> **TASK DESCRIPTION**
Select every line in the items below that contains the word "green" and copy each one.

> **PROVIDED RECORDS**
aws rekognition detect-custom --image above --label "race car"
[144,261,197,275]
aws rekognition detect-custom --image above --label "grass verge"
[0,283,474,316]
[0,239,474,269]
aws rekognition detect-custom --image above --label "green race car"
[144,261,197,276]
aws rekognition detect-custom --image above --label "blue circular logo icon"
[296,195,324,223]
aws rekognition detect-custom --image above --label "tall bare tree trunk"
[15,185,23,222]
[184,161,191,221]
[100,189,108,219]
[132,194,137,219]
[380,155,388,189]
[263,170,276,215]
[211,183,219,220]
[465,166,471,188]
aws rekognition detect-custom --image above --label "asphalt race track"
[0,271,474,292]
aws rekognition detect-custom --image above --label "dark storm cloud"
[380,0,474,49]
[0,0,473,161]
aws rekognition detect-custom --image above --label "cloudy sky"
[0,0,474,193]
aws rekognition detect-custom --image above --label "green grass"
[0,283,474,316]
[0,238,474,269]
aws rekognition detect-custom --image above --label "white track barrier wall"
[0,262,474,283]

==

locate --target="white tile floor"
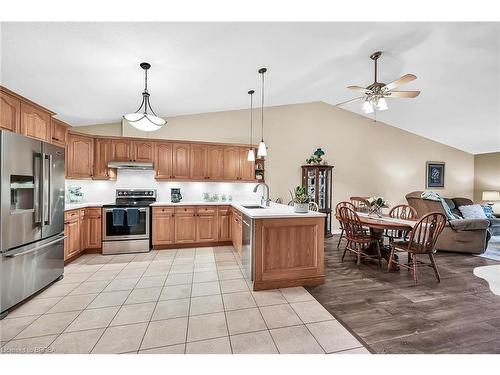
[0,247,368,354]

> **SOLUTION TO THIS PROBLEM**
aws rekognition detect-custom --image above --label "green race car"
aws rekognition detect-custom --image above --label "green grass"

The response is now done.